Provided text.

* * *

College and university diplomas also have high transfer value, depending on the topic that was studied. The MBA currently is seen has having a high transfer value, as are PhD-s in various subjects. A college degree in basketry or studies of various forms of activism is seen has having much less transfer value. Your fez from your local lodge probably has much less transfer value. Things you would be ashamed to add to your resume have very low and perhaps no transfer value.

And that brings up and interesting question: Should I put my karate rank on my resume? My resume does not have my karate rank on it. I feel that many view my participation in karate to be indicative of being a little strange or perhaps even dangerously interested in violence. I have heard others express concerns over resumes that have karate rank and participation listed on them. Perhaps participating in the Boy Scouts looks better, although their stock seems to be in decline these days, unfortunately.

As karate rank has a low transfer value, the real value of it is mainly to the person receiving it and the person giving it. It does not really serve as a valid credentialing system. You might meet someone who is a 6th dan karate expert, but what does that mean? Did he get it for skill in competitions, coaching, refereeing, giving examinations, bringing in lots of new recruits, helping out with association functions, volunteering for service, or simply as a reward for continued toeing of the company line and being politically powerful due to charm and having many followers? You don’t really know.

Furthermore, I believe it is self-evident that no two human beings are exactly alike, and therefore, as explained my article on Platform Dependency, even within a karate club, two people’s performance of Shotokan karate may vary from one another greatly. Certainly any two people of the same rank side by side do not have the exact same skills. Are they to be compared to one another, or to some objective standard? How can we have an objective standard for karate ranking when people are so different from one another that when they both try to do the same thing using the same set of instructions it comes out looking different? This subjective component to karate ranking further damages its credibility as a valid credential that can be viewed as an objective assessment of skill.

* * *

[Rows contained in a dataset]
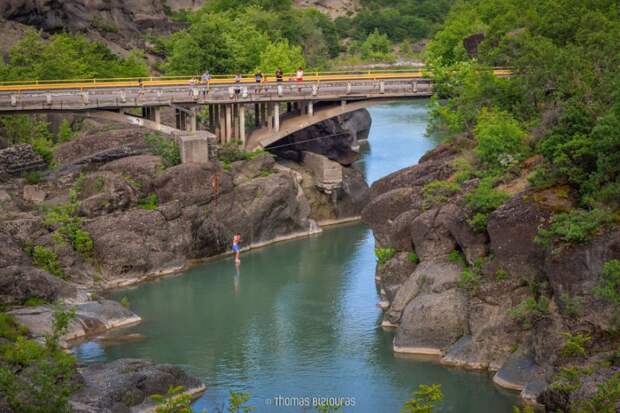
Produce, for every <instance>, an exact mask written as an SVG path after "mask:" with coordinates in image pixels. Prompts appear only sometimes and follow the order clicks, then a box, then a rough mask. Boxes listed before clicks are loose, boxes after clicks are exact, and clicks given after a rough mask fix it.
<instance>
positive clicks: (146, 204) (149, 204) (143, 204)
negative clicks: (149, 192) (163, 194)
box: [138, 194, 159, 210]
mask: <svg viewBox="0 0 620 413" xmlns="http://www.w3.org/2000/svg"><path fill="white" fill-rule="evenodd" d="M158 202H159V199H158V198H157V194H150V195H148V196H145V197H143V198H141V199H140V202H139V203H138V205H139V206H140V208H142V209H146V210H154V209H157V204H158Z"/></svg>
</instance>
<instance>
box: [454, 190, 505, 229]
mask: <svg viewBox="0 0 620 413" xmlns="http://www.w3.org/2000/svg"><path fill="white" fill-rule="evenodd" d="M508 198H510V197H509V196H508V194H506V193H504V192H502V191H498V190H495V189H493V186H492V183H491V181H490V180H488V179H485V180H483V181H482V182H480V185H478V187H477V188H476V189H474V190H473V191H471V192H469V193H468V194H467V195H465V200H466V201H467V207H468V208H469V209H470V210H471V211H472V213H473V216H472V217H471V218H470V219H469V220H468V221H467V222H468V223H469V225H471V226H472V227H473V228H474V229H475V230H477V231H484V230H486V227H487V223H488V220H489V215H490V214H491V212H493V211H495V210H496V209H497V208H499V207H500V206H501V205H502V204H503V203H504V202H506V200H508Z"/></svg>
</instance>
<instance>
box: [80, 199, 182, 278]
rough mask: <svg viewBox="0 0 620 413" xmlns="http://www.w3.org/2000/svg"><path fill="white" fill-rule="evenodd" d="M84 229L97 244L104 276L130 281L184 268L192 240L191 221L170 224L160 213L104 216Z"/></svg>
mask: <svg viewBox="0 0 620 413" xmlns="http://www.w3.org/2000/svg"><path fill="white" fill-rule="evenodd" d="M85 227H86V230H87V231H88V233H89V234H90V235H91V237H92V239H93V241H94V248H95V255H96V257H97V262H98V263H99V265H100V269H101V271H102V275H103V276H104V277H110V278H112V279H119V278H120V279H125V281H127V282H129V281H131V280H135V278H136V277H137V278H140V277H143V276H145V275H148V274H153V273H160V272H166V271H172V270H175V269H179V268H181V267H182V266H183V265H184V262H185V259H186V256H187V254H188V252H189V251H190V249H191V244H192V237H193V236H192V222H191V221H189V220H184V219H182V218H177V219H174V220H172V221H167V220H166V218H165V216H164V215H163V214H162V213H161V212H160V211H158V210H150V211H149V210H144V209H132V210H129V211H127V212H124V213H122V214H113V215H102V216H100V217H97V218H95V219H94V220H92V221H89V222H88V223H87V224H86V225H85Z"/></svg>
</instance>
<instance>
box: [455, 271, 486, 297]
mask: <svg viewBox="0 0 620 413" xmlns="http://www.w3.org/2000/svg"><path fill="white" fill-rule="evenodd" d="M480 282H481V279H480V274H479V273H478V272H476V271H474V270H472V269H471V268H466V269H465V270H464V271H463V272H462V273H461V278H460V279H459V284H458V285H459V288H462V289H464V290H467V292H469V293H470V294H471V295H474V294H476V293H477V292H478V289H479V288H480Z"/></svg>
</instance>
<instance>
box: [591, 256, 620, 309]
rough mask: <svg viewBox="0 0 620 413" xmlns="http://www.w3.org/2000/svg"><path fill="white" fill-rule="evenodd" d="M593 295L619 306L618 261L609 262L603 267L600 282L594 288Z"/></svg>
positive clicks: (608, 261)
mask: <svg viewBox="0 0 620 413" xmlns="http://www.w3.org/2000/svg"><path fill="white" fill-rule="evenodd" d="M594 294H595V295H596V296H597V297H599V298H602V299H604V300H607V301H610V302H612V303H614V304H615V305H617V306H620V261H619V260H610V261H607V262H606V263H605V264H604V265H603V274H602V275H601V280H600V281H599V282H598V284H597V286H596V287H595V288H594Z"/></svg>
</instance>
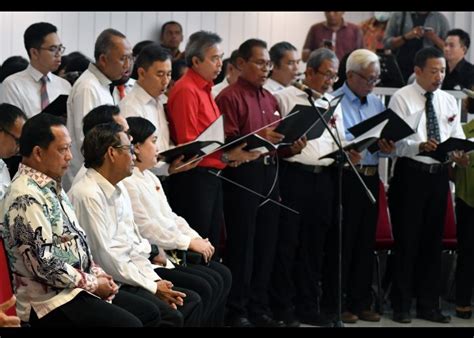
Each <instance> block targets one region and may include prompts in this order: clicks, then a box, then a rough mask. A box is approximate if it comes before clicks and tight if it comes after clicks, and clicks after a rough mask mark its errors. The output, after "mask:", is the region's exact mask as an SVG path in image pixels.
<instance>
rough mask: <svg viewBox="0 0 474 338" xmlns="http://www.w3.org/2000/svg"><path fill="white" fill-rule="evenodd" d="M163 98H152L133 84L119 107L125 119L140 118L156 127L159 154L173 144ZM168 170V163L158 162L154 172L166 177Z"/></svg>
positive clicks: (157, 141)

* * *

To do.
Can you pick up the passage on karate rank as a credential and carry it on from its final sentence? These rows were taken from a separate source.

Exercise answer.
That's why I wrote that it is a moderately dysfunctional system of credentialing. As someone who does not know you, I really cannot put a lot of stock in your karate rank as being something that speaks well of you for a particular reason. That-s not how I expect a good credential to work. Karate ranks essentially amount to motivation to continue training, which looks suspiciously related to motivation to continue paying and obeying. It looks worse and worse to me as the rank gets higher.

The Eagle Scout Award, which used to have huge transfer value, is now on the decline thanks to political polarization and negative publicity aimed toward the Boy Scouts of America organization’s policies.

When I last operated a karate club, we had a box filled with belts. I used to give belts to students from the box. Maybe the belt was new, or maybe it was someone else’s recycle for the purpose of keeping costs down for everyone. I eventually gave up the practice of giving out certificates that looked like they were Japanese parchment in favor of very nice plaques with engraved lettering on them for black belt ranks. I ended up giving nothing for the kyu ranks. I didn’t really see the need for it.

I tried to separate out many of the factors that ranks might represent in my club. For example, I tried to limit the impact that rank had amongst the students by functioning as the sole coach of the club and not really employing my senior students for coaching duty. Since the club did not require a hierarchy using this method, the more advanced ranks lost some of their social status. There was political resistance to my doing this, and I was not able to continue running the club long enough to really push this particular concept forward to see what would happen, but I note that millions of children and adults play lots of sports without receiving colorful belts, certificates, and other symbols of social status or credentials and enjoy them quite a bit. It seems to me that karate ranks, while perhaps providing many benefits, might provide just as many downsides depending on who is using them and to what purpose.

Karate ranks are probably here to stay. Once used for a long enough period, a dogmatic practice such as this will hardly be abandoned as there is pressure from those who have invested in their own ranks to maintain the status quo and not devalue or disrupt the system that they perpetuate. I can understand this feeling amongst them, and fortunately for them, this article is unlikely to cause a major upheaval in the karate world concerning rank. But I do hope that you remain open to possibilities and consider the potential ideas that I have presented here if not to abandon the system wholesale, perhaps to improve upon it in subtle ways.